#### Problem details
Convert each line of the records below into a row of a Markdown table with the columns Row and Line. Number the rows in order and leave out blank lines.

[Begin]

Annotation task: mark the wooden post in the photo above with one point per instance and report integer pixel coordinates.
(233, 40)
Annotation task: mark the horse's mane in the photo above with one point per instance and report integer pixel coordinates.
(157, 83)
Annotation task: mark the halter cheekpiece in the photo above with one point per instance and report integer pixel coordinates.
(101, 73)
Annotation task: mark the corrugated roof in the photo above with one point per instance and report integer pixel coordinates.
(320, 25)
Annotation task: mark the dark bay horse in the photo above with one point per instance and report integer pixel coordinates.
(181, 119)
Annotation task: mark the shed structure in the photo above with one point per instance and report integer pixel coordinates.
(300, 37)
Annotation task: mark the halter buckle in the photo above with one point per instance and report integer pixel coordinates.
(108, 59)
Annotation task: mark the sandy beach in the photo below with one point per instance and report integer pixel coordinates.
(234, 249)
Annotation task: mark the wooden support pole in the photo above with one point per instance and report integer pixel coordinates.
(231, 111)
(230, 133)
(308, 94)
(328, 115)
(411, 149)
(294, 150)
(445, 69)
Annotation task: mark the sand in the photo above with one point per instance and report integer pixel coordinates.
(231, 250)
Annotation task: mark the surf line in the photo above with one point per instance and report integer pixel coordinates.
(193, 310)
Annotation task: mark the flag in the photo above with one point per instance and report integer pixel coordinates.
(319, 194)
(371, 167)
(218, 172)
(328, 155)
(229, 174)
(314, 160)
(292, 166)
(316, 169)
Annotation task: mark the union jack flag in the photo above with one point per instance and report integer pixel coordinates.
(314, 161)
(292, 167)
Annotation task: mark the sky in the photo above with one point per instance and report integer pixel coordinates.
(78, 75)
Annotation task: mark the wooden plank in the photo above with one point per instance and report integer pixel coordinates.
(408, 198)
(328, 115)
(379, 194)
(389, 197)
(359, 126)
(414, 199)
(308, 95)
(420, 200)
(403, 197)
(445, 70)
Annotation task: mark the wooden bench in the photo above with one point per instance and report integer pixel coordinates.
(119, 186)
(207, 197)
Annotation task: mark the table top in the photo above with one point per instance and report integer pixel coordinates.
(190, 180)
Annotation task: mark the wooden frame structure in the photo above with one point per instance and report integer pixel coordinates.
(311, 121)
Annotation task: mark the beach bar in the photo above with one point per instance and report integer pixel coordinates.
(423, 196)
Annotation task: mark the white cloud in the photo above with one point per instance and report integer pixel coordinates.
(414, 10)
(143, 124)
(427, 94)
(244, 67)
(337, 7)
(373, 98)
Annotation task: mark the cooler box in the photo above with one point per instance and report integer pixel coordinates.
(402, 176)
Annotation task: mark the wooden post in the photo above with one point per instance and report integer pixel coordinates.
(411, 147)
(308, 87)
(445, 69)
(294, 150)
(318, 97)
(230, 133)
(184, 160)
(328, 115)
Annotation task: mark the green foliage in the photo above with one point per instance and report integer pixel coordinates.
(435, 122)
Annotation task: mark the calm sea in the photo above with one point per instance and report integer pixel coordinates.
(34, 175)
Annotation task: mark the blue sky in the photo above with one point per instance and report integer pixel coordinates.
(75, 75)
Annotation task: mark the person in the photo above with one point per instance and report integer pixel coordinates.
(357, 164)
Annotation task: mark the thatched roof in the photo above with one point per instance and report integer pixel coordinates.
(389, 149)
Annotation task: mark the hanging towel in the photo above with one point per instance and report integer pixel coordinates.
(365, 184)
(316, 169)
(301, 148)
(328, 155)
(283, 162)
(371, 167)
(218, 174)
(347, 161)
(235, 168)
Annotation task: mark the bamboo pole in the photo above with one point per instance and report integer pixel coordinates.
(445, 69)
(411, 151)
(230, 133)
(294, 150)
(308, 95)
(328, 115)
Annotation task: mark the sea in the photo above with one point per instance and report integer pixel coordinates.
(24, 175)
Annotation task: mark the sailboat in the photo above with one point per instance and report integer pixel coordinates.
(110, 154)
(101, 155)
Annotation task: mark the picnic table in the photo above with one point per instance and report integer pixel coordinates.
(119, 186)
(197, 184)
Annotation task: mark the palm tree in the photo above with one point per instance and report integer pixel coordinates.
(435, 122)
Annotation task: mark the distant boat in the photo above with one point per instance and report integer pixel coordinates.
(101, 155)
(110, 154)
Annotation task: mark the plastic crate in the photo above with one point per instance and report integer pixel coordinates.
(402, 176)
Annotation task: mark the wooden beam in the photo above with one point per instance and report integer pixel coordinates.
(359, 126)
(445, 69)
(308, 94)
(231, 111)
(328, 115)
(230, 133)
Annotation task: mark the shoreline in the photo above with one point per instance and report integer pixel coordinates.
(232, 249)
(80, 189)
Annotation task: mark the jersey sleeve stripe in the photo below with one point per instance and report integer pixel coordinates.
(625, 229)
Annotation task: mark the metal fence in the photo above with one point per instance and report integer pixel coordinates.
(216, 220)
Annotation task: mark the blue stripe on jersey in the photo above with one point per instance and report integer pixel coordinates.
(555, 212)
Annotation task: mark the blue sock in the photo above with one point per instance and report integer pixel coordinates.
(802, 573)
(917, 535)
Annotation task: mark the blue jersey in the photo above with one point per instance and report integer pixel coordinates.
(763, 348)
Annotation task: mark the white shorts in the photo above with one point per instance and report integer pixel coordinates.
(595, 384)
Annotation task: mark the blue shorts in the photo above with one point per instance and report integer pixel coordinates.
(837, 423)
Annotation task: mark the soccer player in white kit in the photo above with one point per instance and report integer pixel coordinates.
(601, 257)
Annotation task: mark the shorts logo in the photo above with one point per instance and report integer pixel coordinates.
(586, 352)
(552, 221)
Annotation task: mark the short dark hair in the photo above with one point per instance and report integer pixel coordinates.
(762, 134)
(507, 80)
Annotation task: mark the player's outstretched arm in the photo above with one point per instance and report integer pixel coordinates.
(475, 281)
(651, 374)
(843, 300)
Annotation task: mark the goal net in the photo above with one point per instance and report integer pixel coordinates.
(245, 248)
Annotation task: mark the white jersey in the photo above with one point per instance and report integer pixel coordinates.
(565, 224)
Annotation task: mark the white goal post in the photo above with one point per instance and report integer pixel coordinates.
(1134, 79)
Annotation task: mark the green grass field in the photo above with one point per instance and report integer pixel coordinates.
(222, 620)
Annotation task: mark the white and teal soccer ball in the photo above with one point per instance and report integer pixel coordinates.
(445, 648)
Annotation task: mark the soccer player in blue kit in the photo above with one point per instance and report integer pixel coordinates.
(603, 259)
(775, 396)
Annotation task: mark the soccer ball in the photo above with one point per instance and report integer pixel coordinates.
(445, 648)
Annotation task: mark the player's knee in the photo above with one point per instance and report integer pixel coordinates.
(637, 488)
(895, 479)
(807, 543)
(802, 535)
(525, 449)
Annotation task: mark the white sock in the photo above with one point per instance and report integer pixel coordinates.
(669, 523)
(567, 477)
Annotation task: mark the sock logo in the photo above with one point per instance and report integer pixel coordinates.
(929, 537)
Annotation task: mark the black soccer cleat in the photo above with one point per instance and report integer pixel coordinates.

[End]

#### Right answer
| Row | Line |
|---|---|
| 1 | Annotation task: mark the wooden post in the photo above with one point per instance and report integer pixel coordinates. |
| 2 | (233, 40) |
| 3 | Annotation task: mark the horse's mane in the photo above with one point per instance and report integer pixel coordinates. |
| 4 | (157, 83) |
| 5 | Annotation task: mark the halter cheekpiece in the photo above with one point per instance and report integer pixel coordinates. |
| 6 | (101, 73) |
| 7 | Annotation task: mark the corrugated roof in the photo above with one point per instance and report integer pixel coordinates. |
| 8 | (320, 25) |
| 9 | Annotation task: mark the dark bay horse in the photo above with one point per instance and report integer pixel coordinates. |
| 10 | (181, 119) |
| 11 | Annotation task: mark the shed structure in the photo above with one point per instance and report integer pixel coordinates. |
| 12 | (300, 37) |
| 13 | Annotation task: mark the halter buckle in the photo above with one point per instance and report integer pixel coordinates. |
| 14 | (108, 59) |
| 15 | Annotation task: mark the sandy beach in the photo below with one point per instance and report integer pixel coordinates. |
| 16 | (234, 249) |
| 17 | Annotation task: mark the wooden support pole in the photo above with one point per instance and report integer pixel coordinates. |
| 18 | (231, 111) |
| 19 | (230, 133) |
| 20 | (308, 94) |
| 21 | (328, 115) |
| 22 | (411, 149) |
| 23 | (294, 150) |
| 24 | (445, 69) |
| 25 | Annotation task: mark the sand in the photo above with one point per instance and report integer pixel coordinates. |
| 26 | (231, 250) |
| 27 | Annotation task: mark the surf line in the photo above with one point per instance and report integer pixel coordinates. |
| 28 | (193, 310) |
| 29 | Annotation task: mark the flag in the photo above with one point per instance and report integer pixel coordinates. |
| 30 | (319, 194) |
| 31 | (371, 167) |
| 32 | (218, 172) |
| 33 | (328, 155) |
| 34 | (229, 174) |
| 35 | (314, 160) |
| 36 | (292, 166) |
| 37 | (316, 169) |
| 38 | Annotation task: mark the union jack flag in the photo above with one point per instance and report integer pixel coordinates. |
| 39 | (314, 161) |
| 40 | (292, 167) |
| 41 | Annotation task: mark the sky in the photo above with one point per instance and report integer pixel coordinates. |
| 42 | (78, 75) |
| 43 | Annotation task: mark the wooden plank in the photo above with one point per instance and report integer pixel coordinates. |
| 44 | (408, 198) |
| 45 | (328, 115) |
| 46 | (379, 194) |
| 47 | (389, 197) |
| 48 | (359, 126) |
| 49 | (414, 199) |
| 50 | (308, 95) |
| 51 | (420, 200) |
| 52 | (403, 197) |
| 53 | (445, 70) |
| 54 | Annotation task: mark the wooden bench in the photo above with one point per instance and report integer pixel coordinates. |
| 55 | (119, 186) |
| 56 | (207, 197) |
| 57 | Annotation task: mark the table top in the photo above with one point per instance and report integer pixel coordinates. |
| 58 | (190, 180) |
| 59 | Annotation task: mark the wooden frame structure in the photo above with one point per instance and report integer pixel coordinates. |
| 60 | (311, 121) |
| 61 | Annotation task: mark the beach bar in the photo above with one point per instance and report integer pixel coordinates. |
| 62 | (423, 196) |
| 63 | Annotation task: mark the white cloud in the photo above with one point per instance and report integer pixel coordinates. |
| 64 | (414, 10) |
| 65 | (143, 124) |
| 66 | (427, 94) |
| 67 | (244, 67) |
| 68 | (337, 7) |
| 69 | (373, 98) |
| 70 | Annotation task: mark the cooler box in the photo above with one point per instance and report integer pixel coordinates. |
| 71 | (402, 176) |
| 72 | Annotation task: mark the wooden post in the photo above with one point per instance and report integer pixel coordinates. |
| 73 | (411, 147) |
| 74 | (308, 87) |
| 75 | (445, 69) |
| 76 | (294, 150) |
| 77 | (318, 97) |
| 78 | (230, 133) |
| 79 | (184, 160) |
| 80 | (328, 115) |
| 81 | Annotation task: mark the green foliage in the photo above with one point per instance and report integer pixel coordinates. |
| 82 | (435, 122) |
| 83 | Annotation task: mark the calm sea in the photo above with one point per instance and report integer pixel coordinates. |
| 84 | (34, 175) |
| 85 | Annotation task: mark the blue sky in the photo above with one point per instance and report integer pixel coordinates. |
| 86 | (75, 75) |
| 87 | Annotation task: mark the person in the photo above with one point per instance and report integer pixel coordinates. |
| 88 | (357, 164) |
| 89 | Annotation task: mark the thatched roof in the photo above with one point per instance and report integer pixel coordinates. |
| 90 | (389, 149) |
| 91 | Annotation task: mark the hanging towel in the photo above with one point per instance and report integer pixel coordinates. |
| 92 | (365, 184) |
| 93 | (316, 169) |
| 94 | (301, 148) |
| 95 | (328, 155) |
| 96 | (283, 162) |
| 97 | (371, 167) |
| 98 | (218, 174) |
| 99 | (347, 161) |
| 100 | (235, 168) |
| 101 | Annotation task: mark the bamboo pole in the photo above with one point per instance and report integer pixel coordinates. |
| 102 | (445, 69) |
| 103 | (411, 151) |
| 104 | (230, 133) |
| 105 | (294, 150) |
| 106 | (308, 95) |
| 107 | (328, 115) |
| 108 | Annotation task: mark the sea in the photo above with one point per instance and report integer pixel coordinates. |
| 109 | (24, 175) |
| 110 | Annotation task: mark the sailboat in the photo above with one point per instance and report integer pixel coordinates. |
| 111 | (110, 154) |
| 112 | (101, 155) |
| 113 | Annotation task: mark the picnic table in the photo above with one point per instance and report integer pixel coordinates. |
| 114 | (119, 186) |
| 115 | (197, 184) |
| 116 | Annotation task: mark the palm tree in the photo above with one point per instance and report integer pixel coordinates. |
| 117 | (435, 122) |
| 118 | Annotation task: mark the distant boat in the photo above with one point per instance and report integer pixel coordinates. |
| 119 | (101, 155) |
| 120 | (110, 154) |
| 121 | Annotation task: mark the plastic crate in the photo above with one point per instance and report integer pixel coordinates. |
| 122 | (402, 176) |
| 123 | Annotation task: mark the wooden beam in the photo above with one point per instance and report integer pixel coordinates. |
| 124 | (359, 126) |
| 125 | (445, 69) |
| 126 | (308, 94) |
| 127 | (231, 111) |
| 128 | (328, 115) |
| 129 | (230, 133) |
| 130 | Annotation task: mark the shoreline in the photo above with one point per instance and report integer pixel coordinates. |
| 131 | (232, 249) |
| 132 | (80, 189) |
| 133 | Annotation task: mark the jersey sleeve stripe in the photo below with one point per instance and report integer pixel coordinates. |
| 134 | (625, 229) |
| 135 | Annotation task: mark the metal fence in the photo above with one point per instance and report integer pixel coordinates. |
| 136 | (216, 220) |
| 137 | Annotation task: mark the blue stripe on jersey in the photo above with one point per instance and report integer pixel coordinates. |
| 138 | (555, 212) |
| 139 | Annotation task: mark the blue sock in the photo above with one point per instance and report integer pixel coordinates. |
| 140 | (802, 573) |
| 141 | (917, 535) |
| 142 | Annotation task: mark the blue jersey in the photo above with one point per instance and report integer pixel coordinates. |
| 143 | (763, 348) |
| 144 | Annotation task: mark the white shorts in the photo above with one point per instance and report integer pixel coordinates. |
| 145 | (595, 384) |
| 146 | Annotation task: mark the blue shorts in the photo above with one point per instance and report integer pixel coordinates. |
| 147 | (837, 423) |
| 148 | Annotation task: mark the soccer player in white kit in the photo above with one point per instance and report integer pixel coordinates. |
| 149 | (601, 257) |
| 150 | Annotation task: mark the shorts logo in the photo above with one point per instance and report integer pixel coordinates. |
| 151 | (586, 352) |
| 152 | (552, 221) |
| 153 | Annotation task: mark the short dark hair in the photo above with one point per instance and report integer pixel coordinates. |
| 154 | (762, 134) |
| 155 | (507, 80) |
| 156 | Annotation task: mark the player's outstretched arm in the photo above with one point per instance and report integer pixel coordinates. |
| 157 | (475, 281) |
| 158 | (651, 374) |
| 159 | (843, 300) |
| 160 | Annotation task: mark the goal net in the photo above with one point per instance and report integer pixel coordinates. |
| 161 | (245, 248) |
| 162 | Annotation task: mark the white jersey in the photo above with one point per instance and report integer pixel coordinates. |
| 163 | (565, 224) |
| 164 | Annotation task: mark the white goal post in the photo above with one point per instance and report integer pixel coordinates. |
| 165 | (1134, 79) |
| 166 | Annotation task: mark the green grass field in the photo above with one point per instance and report integer pixel coordinates. |
| 167 | (222, 620) |
| 168 | Annotation task: mark the white and teal soccer ball in the photo above with one point per instance and report integer pixel coordinates. |
| 169 | (445, 648) |
| 170 | Annotation task: mark the soccer player in blue kit in the photo above with one point per instance and report integer pixel coordinates. |
| 171 | (603, 259) |
| 172 | (775, 396) |
| 173 | Annotation task: mark the soccer ball in the photo above with one point per instance and report integer pixel coordinates. |
| 174 | (445, 648) |
| 175 | Annotation task: mark the player's knee in the photo above with one point per instance and report integer pixel coordinates. |
| 176 | (637, 488) |
| 177 | (895, 479) |
| 178 | (807, 543) |
| 179 | (802, 535) |
| 180 | (525, 449) |
| 181 | Annotation task: mark the white sock in the photo above with one point per instance and report integer pixel coordinates. |
| 182 | (669, 523) |
| 183 | (567, 477) |
| 184 | Annotation task: mark the sock logo in the photo above with one point per instance and report integer pixel coordinates. |
| 185 | (929, 537) |
| 186 | Annotation task: mark the black soccer cleat in the photo above with one point per instance and report integer pixel coordinates. |